[Saved entries]
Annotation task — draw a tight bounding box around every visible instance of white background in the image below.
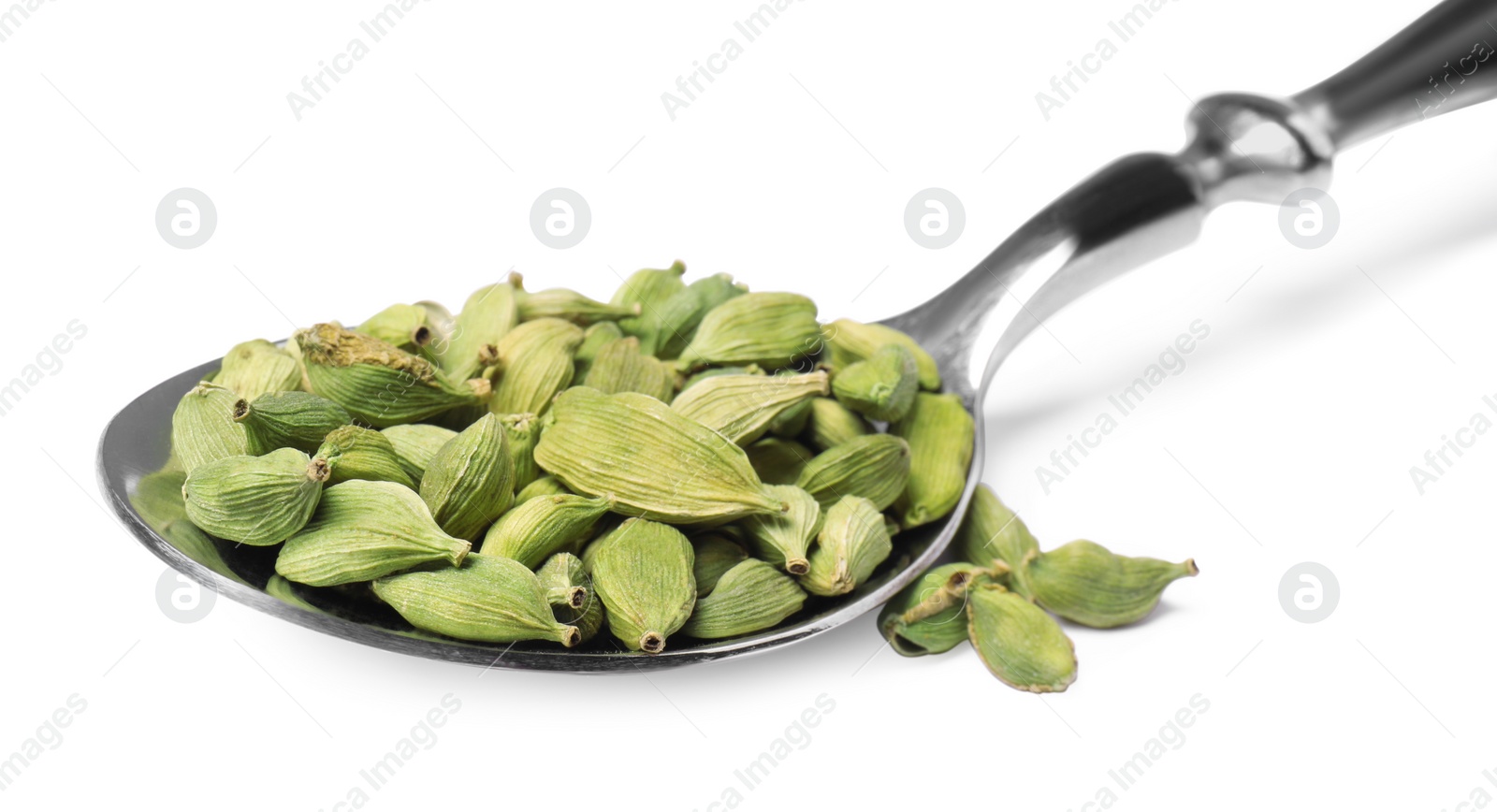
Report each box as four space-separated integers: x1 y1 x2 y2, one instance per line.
0 0 1497 810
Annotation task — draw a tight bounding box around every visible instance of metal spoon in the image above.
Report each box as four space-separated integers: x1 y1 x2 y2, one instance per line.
99 0 1497 673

| What you need to do |
Quote word for word everything from the line containing "the image above." down to the end of the material, including both of those ends.

| Task solution |
Annotation task — draw a tight bounding box around every visible instance of metal spoon in the image above.
Report each box as four space-separated integers: x1 y1 x2 y2, one instance per line.
99 0 1497 673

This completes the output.